DOCUMENT TEXT:
● ● ● ● ● ● ●
Friday, September 27, 2013

A map of global air pollution

Those clever scientist types over at Earth Observatory have put together a neat map of global air pollution.

This is an important issue and there are a number of excellent papers coming out (and have been recently published) in this area.

I will be dedicating a number of posts to this topic in the coming weeks and months.

This map of course uses interpolation and some other trickery to come up these estimates of premature death but the numbers are unlikely to be too far out - I need to dig into this a little more now.

Industrial pollution is China is a serious issue and is where I am currently focusing some research time.

The link which I am calling the Map of death has more information.




A good headline is:

"In 2013, they published their results in Environmental Research Letters, concluding that 2.1 million deaths occur worldwide each year as a direct result of a toxic type of outdoor air pollution known as fine particulate matter (PM2.5)."
● ● ● ● ● ● ●
EXCERPTED RECORDS:
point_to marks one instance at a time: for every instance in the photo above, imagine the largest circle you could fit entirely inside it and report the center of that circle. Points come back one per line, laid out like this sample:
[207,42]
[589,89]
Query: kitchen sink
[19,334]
● ● ● ● ● ● ●
ACTIVITY LIST:
• 1. According to the post about the global air pollution map, how many deaths occur worldwide each year as a direct result of fine particulate matter?
• 2. Go on with the post about the global air pollution map, picking up right after its final quoted sentence.

RESULTS FOR EACH TASK:
• 1. 2.1 million deaths occur worldwide each year as a direct result of fine particulate matter (PM2.5).

• 2.
There is clearly scope for additional research in this area.

References and live links:

Anenberg, S. et al, (2010, April 9) An Estimate of the Global Burden of Anthropogenic Ozone and 
Fine Particulate Matter on Premature Human Mortality Using 
Atmospheric Modeling. Environmental Health Perspectives, (118), 1189-1195. 

Discover (2013, July 17) Air Pollution Kills More Than 2 Million People Every Year. Accessed September 16, 2013.Institute of Physics (2013, July 12) Researchers estimate over two million deaths annually from air pollution. Accessed September 16, 2013.

Silva, R. et al, (2013, March 23) Global premature mortality due to anthropogenic outdoor air pollution and the contribution of past climate change. Environmental Research Letters, 8 (3).